::: RECORD SET :::

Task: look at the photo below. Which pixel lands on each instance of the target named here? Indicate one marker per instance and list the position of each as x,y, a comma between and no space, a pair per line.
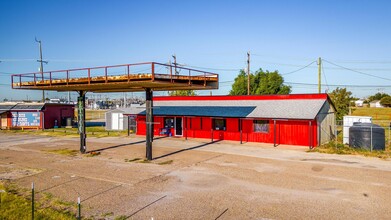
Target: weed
64,151
108,214
15,204
166,162
121,217
143,161
133,160
92,154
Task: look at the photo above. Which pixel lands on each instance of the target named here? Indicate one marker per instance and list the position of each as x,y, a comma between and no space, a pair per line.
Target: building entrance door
178,127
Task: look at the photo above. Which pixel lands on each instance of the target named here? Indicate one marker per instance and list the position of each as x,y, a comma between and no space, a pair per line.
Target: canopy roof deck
119,78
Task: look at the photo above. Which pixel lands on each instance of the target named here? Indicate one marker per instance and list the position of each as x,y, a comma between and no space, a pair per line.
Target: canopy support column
149,122
81,115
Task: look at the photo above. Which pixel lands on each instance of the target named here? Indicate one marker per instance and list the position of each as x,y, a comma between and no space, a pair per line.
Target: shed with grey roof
299,119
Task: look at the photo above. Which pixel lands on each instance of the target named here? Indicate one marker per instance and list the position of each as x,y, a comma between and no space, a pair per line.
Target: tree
261,83
386,101
377,96
182,93
341,99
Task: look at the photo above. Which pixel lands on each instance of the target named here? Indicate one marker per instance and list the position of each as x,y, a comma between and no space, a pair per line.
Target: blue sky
281,35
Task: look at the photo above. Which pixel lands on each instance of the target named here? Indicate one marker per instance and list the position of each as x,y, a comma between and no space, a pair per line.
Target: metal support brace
81,120
149,122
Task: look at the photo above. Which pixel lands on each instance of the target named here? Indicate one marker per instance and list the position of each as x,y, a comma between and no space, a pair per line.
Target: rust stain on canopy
119,78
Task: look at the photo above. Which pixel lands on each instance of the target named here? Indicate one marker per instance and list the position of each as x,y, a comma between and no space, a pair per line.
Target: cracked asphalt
196,179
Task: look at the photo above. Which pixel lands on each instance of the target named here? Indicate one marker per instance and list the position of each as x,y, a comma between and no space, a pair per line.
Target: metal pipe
81,120
371,139
32,201
149,121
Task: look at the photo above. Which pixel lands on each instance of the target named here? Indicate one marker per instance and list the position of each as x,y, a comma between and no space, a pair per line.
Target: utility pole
248,73
41,68
175,63
319,74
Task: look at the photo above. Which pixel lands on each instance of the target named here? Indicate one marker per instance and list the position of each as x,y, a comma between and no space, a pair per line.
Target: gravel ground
200,180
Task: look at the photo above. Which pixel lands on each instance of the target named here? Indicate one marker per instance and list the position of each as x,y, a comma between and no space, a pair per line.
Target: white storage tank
348,122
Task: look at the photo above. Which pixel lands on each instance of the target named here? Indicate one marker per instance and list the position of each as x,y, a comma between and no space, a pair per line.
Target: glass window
168,122
219,124
261,126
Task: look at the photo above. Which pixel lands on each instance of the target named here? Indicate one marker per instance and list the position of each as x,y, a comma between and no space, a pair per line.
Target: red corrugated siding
294,132
251,97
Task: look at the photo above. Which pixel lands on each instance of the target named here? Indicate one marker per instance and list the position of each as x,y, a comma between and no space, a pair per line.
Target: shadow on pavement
186,149
122,145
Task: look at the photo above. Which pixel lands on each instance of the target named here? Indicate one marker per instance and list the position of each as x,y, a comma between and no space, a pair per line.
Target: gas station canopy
119,78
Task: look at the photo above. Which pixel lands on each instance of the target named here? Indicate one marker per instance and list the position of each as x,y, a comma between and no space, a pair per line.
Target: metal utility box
348,122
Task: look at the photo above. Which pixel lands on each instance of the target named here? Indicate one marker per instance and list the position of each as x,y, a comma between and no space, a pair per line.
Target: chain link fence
371,136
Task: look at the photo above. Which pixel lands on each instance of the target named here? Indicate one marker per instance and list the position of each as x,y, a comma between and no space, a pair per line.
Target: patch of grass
121,217
92,154
166,162
108,214
72,132
64,151
16,204
143,161
133,160
337,148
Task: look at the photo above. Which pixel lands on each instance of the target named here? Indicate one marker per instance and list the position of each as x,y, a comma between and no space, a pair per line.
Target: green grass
72,132
16,204
64,151
166,162
133,160
92,154
337,148
380,116
93,114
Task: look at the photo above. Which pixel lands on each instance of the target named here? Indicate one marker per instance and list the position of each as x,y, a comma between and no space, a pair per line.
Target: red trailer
300,119
36,115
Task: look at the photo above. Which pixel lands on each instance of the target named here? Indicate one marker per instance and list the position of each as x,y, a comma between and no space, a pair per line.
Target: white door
117,121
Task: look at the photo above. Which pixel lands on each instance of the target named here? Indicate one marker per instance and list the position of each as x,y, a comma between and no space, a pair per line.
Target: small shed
35,115
359,103
121,118
348,122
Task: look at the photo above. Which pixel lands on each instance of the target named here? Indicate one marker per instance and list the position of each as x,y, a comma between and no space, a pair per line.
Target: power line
325,78
341,85
367,74
299,69
208,68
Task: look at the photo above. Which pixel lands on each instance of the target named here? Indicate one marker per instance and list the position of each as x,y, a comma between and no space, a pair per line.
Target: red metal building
35,115
302,119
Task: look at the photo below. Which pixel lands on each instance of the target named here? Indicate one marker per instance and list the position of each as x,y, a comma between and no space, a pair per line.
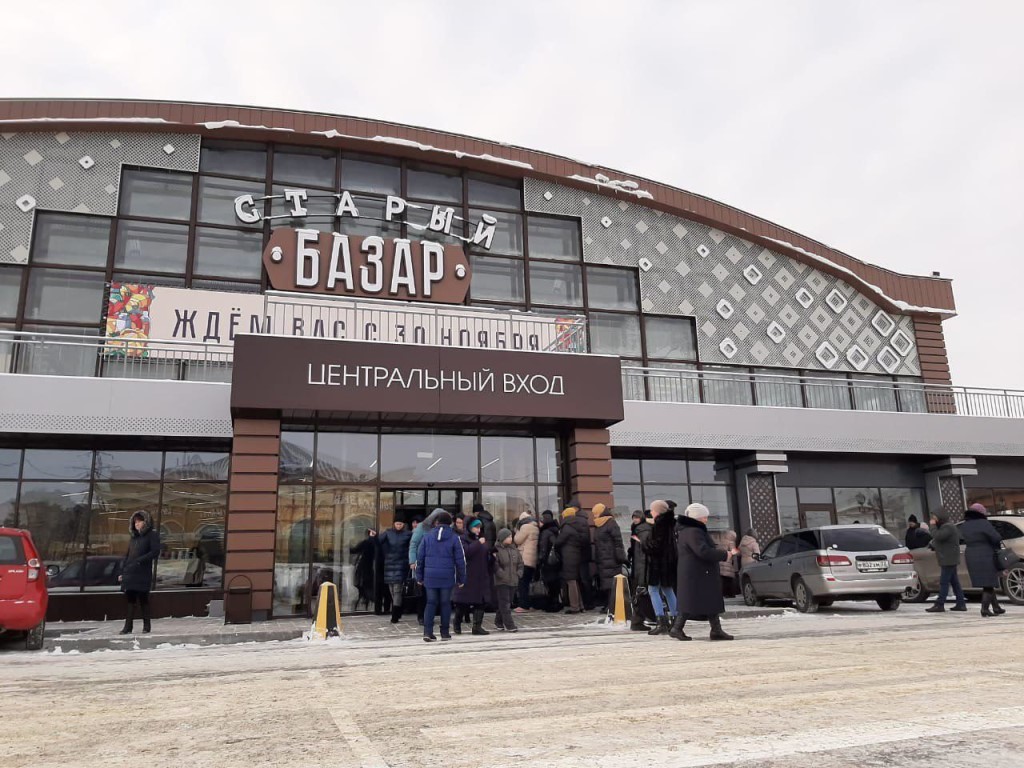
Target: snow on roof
902,305
624,185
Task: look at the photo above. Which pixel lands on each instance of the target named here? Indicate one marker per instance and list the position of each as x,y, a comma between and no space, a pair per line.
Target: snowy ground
851,687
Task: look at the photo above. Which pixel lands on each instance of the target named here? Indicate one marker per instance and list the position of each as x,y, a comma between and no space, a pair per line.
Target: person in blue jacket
440,567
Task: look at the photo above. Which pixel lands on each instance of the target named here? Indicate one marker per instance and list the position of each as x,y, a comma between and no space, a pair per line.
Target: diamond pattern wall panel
764,509
816,321
951,491
75,173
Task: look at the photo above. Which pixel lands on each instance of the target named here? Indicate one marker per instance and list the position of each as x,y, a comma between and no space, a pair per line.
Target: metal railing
69,354
781,390
432,325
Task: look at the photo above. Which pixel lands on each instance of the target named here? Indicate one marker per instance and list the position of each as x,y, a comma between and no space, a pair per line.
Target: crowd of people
456,568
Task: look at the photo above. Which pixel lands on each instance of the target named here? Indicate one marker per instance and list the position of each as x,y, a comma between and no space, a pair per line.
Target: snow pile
860,281
619,185
425,147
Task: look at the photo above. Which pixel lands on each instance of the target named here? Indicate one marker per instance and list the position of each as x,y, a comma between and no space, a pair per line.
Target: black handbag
1006,559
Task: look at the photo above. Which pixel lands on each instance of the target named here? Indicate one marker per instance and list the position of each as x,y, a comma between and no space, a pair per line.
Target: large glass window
424,458
498,280
346,457
554,239
71,240
371,176
507,459
65,296
227,253
611,289
431,182
10,290
508,230
299,166
555,284
216,200
492,190
613,334
152,247
233,159
157,195
292,586
671,338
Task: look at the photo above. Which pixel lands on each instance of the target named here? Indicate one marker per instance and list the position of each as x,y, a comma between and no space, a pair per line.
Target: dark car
97,570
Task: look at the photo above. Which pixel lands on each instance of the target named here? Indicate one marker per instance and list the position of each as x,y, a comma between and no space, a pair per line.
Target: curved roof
901,293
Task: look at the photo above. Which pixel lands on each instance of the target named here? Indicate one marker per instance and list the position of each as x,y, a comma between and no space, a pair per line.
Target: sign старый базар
372,266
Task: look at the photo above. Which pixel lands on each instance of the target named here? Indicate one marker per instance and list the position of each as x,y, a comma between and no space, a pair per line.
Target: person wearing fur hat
609,553
573,548
916,535
699,585
526,539
508,571
136,568
982,542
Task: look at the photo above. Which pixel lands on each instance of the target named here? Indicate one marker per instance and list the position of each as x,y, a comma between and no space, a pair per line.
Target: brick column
944,484
590,467
252,509
756,492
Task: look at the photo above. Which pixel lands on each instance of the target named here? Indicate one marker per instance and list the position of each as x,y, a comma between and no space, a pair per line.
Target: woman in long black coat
609,552
471,598
699,584
982,541
136,568
573,548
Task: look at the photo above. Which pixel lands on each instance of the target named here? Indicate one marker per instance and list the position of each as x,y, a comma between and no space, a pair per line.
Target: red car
23,588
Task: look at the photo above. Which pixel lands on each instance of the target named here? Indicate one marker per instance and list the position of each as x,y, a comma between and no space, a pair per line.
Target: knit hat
696,511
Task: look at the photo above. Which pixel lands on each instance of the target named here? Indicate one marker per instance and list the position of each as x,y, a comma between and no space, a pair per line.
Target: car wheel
915,593
1013,584
889,602
803,598
34,638
751,596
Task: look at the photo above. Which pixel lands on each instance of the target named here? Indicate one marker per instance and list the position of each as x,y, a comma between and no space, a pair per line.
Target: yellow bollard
619,614
328,612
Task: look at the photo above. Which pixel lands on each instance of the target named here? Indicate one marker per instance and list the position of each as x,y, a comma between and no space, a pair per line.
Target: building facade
278,331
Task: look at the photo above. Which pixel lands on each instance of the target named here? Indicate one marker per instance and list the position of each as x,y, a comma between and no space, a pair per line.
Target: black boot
457,620
717,633
129,622
677,629
478,623
663,627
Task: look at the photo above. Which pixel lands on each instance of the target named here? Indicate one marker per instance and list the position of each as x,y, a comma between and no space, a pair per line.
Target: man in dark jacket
573,548
551,572
916,537
945,542
136,568
394,551
699,586
609,553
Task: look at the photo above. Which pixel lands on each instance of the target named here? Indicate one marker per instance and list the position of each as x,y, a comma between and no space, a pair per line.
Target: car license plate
872,566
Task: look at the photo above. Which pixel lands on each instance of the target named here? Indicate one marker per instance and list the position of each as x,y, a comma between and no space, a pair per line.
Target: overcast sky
890,130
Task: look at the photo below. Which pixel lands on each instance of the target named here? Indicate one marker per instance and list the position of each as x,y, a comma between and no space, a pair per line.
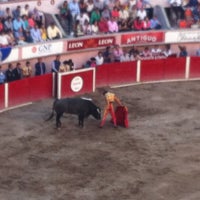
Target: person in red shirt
137,24
109,108
103,25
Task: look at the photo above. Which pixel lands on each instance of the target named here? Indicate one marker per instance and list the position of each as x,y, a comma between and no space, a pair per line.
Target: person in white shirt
141,13
99,58
53,32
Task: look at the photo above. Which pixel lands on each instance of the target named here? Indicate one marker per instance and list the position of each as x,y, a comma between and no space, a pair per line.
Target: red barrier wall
41,87
194,67
116,73
30,89
76,83
163,69
19,92
2,97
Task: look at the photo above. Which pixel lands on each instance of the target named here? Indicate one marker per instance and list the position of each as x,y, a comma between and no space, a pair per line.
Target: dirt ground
156,158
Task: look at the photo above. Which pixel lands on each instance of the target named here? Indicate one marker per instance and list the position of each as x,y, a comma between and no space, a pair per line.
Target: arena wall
85,81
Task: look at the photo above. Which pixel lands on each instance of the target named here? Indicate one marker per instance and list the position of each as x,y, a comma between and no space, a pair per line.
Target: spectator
183,51
113,26
10,76
82,6
125,57
18,29
66,17
87,28
95,16
3,40
65,67
107,55
74,8
38,17
141,13
99,4
106,14
40,67
18,71
95,28
146,24
8,24
198,52
146,53
55,65
115,13
27,70
11,39
155,23
90,7
177,8
53,32
36,34
137,24
103,25
82,17
99,58
43,31
78,29
17,12
31,21
8,13
117,53
156,51
2,76
25,10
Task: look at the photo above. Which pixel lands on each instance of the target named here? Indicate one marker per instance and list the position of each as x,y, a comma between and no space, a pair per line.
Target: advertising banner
90,43
142,37
182,36
42,49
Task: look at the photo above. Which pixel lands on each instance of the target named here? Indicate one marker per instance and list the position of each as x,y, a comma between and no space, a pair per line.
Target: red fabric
121,113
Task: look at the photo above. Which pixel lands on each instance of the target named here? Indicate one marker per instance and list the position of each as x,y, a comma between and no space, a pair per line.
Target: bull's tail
53,111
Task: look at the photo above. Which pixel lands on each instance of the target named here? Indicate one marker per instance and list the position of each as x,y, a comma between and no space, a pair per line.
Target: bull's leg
58,122
81,120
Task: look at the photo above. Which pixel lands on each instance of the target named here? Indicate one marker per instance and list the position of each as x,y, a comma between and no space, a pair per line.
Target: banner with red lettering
90,43
142,37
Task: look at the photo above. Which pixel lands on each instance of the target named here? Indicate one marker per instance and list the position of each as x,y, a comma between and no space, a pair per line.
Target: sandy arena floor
157,158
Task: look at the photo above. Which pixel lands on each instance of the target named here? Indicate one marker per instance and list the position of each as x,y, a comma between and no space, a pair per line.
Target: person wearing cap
109,108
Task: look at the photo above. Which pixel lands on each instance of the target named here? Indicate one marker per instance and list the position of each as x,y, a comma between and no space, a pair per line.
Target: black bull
79,106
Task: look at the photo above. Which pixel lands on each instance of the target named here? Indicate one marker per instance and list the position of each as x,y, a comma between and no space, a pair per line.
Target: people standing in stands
155,23
107,55
99,58
137,24
117,53
36,34
103,25
66,17
40,67
183,51
27,70
17,12
2,76
87,28
10,76
113,25
95,16
167,51
18,71
55,65
18,29
53,32
43,31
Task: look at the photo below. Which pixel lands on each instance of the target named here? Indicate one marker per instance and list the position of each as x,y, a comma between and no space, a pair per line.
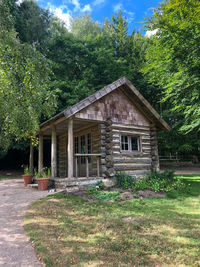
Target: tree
25,97
84,27
173,61
31,22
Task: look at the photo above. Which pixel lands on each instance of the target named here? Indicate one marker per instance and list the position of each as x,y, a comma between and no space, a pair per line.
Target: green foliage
32,24
25,97
46,173
100,185
95,187
124,180
91,189
106,195
164,182
141,184
85,28
172,61
27,171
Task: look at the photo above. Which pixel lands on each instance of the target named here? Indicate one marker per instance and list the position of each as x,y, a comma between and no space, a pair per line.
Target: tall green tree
31,22
173,62
25,97
85,28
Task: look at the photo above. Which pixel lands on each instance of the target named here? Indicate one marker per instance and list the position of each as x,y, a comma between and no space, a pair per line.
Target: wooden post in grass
40,153
31,157
53,152
70,148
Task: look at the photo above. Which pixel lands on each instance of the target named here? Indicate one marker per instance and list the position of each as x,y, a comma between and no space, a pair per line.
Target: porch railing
87,156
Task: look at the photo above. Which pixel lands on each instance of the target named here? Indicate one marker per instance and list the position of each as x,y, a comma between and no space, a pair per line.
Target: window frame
129,136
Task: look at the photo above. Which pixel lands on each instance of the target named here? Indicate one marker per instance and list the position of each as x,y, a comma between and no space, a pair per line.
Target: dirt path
15,249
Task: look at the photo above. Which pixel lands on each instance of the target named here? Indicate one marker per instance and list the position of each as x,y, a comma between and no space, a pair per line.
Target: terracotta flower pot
27,178
43,183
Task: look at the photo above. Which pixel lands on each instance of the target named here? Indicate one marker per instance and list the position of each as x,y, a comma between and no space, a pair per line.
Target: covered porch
75,150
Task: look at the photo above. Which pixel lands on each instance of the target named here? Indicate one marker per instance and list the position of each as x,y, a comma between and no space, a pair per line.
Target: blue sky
135,10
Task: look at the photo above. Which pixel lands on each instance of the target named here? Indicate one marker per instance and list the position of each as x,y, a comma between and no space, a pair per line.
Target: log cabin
113,130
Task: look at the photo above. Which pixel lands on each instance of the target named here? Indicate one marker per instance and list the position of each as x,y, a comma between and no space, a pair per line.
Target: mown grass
9,177
69,230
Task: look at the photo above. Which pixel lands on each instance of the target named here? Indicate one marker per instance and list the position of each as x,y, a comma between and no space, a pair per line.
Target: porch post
70,148
53,152
40,153
31,157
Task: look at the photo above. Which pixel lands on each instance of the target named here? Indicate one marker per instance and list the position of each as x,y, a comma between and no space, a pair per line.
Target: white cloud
117,7
150,33
19,2
65,17
86,8
60,12
76,4
129,14
98,2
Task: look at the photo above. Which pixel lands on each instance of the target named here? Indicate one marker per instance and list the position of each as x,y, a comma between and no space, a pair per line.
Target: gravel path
15,249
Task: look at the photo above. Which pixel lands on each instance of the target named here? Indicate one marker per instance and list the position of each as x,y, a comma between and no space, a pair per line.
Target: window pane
76,144
126,147
89,143
124,142
82,148
134,143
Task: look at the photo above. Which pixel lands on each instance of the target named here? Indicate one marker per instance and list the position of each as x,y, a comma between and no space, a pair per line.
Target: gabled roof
127,87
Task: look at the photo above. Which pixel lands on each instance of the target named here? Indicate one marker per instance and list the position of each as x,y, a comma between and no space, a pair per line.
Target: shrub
141,184
94,188
166,175
107,195
164,182
125,181
100,184
91,189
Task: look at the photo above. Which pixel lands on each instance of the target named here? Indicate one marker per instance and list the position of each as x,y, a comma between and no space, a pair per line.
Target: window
130,143
76,142
89,146
82,144
82,148
89,143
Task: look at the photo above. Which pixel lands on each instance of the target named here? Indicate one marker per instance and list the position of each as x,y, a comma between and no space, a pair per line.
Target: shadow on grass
76,232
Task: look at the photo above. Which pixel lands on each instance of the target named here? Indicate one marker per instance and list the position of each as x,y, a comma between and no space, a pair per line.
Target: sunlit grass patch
74,231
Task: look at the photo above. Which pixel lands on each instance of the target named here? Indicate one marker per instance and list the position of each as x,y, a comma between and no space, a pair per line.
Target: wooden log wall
137,163
96,149
154,149
62,156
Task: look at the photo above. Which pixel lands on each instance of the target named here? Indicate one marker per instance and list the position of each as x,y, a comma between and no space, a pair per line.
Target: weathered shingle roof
143,104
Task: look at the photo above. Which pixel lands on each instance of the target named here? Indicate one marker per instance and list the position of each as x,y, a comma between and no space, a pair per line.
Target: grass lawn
9,177
69,230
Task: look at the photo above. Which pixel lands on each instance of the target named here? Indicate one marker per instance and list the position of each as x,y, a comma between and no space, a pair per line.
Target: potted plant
43,179
27,176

:::

▸ **WHAT THE TASK REQUIRES**
Please count how many lines in the items above contain the string "wooden", treating uppercase and lowercase as different. Reply with the number alone.

▸ **EXERCISE OUTPUT**
2